*What the task requires*.
Reproduce every line of the listing below, requests included, but scale each coordinate in the answers by 0.9 and round to the nearest whole number, with halves going up. Omit the pictures from your output.

(Excerpts of location labeling data)

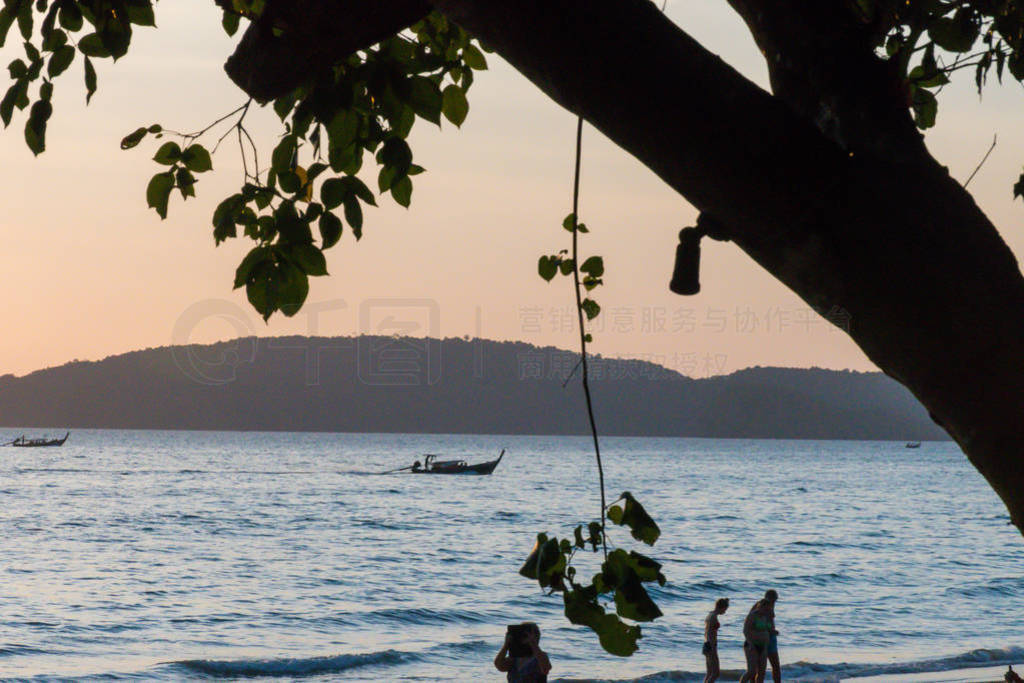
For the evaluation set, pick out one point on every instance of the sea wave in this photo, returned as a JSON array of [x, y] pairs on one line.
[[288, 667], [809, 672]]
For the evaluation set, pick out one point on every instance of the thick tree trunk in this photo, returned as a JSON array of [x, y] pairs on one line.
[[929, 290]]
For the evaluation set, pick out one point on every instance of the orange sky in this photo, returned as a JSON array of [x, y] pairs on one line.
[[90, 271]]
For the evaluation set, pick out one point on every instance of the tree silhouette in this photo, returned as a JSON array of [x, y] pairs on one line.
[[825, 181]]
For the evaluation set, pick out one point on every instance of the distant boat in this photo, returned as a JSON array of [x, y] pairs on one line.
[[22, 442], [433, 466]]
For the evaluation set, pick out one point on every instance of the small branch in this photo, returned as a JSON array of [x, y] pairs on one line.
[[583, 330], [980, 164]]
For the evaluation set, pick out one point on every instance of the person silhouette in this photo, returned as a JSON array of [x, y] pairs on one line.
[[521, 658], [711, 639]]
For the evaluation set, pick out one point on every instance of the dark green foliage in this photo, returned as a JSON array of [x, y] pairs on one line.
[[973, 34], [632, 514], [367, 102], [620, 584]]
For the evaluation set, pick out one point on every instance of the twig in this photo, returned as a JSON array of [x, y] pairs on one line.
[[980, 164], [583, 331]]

*Full output*.
For the evaluation set, pick out one point on every instance of the sea wave in this photo, returned as a JSON array of [x, y] pairs on one line.
[[259, 600], [728, 605]]
For the evaluation set, pick out one point on every instance of the thick tree trunk in this photo, returned as a JSON array of [x, y] pairs on one line.
[[836, 261]]
For the evaluation set, pick out one point on every instance of the orange sky in this photo, returned as a JSON array of [x, y] pairs on one line.
[[81, 244]]
For the evaluation set, pick out one point on every instance of the tree silhouette in this photo, returned as a JSON array of [x, y] pairs on one line.
[[743, 163]]
For the evaluation set, pick out one point on every instance of the distant boat in this photo, returned as a JSON array of [x, y] pairs on one line.
[[20, 398], [390, 419]]
For the evaluation set, pick out one point on every instance of the small branch in this photo, returned as a JSON array of [x, y] pairs on one line.
[[525, 297], [882, 148]]
For the evaluation set, pick out one point on every instance of the person silhouette in this photo, returned as a JSON array of [x, y] pairs on one line.
[[469, 592], [640, 575]]
For the evaluation set, pick out one point on every instance of the dark green foliage in this photo, returned as a JSON array of [x, y] pairs on one line.
[[876, 31], [569, 463], [330, 92], [558, 526]]
For the evaluation set, pick out one point on every instance of the twig in this photo, returned as a JSON array of [x, y] pairs on one line.
[[882, 148], [525, 298]]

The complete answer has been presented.